Saved entries:
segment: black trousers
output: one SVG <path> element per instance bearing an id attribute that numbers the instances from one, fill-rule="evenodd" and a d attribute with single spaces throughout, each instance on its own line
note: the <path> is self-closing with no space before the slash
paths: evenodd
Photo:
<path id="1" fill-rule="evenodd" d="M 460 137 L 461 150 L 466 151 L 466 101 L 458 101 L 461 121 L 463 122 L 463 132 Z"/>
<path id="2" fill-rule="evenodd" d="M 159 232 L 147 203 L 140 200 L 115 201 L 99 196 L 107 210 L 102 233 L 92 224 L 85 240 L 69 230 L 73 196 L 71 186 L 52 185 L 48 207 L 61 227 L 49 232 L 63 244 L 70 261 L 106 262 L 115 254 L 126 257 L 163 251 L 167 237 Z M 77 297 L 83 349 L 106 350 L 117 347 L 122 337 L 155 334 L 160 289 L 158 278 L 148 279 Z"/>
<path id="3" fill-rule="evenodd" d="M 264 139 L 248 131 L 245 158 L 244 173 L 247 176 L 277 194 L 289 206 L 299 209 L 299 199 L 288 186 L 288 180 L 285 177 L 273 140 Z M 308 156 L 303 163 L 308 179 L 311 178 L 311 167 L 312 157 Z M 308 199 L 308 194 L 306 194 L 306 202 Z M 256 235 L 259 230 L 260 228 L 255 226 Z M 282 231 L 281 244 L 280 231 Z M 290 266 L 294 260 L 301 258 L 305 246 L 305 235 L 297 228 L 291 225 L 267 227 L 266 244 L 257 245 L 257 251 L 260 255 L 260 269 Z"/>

▶ Assigned task: Copy, please, exactly the lines that start at the first line of the data and end at the line containing "paths: evenodd", both kept and no others.

▶ Response area:
segment: black trousers
output: one SVG <path> element per instance bearing an id attribute that numbers the instances from one, fill-rule="evenodd" and a d attribute with single spaces throughout, each instance on its own line
note: the <path> is self-closing with no space before the slash
paths: evenodd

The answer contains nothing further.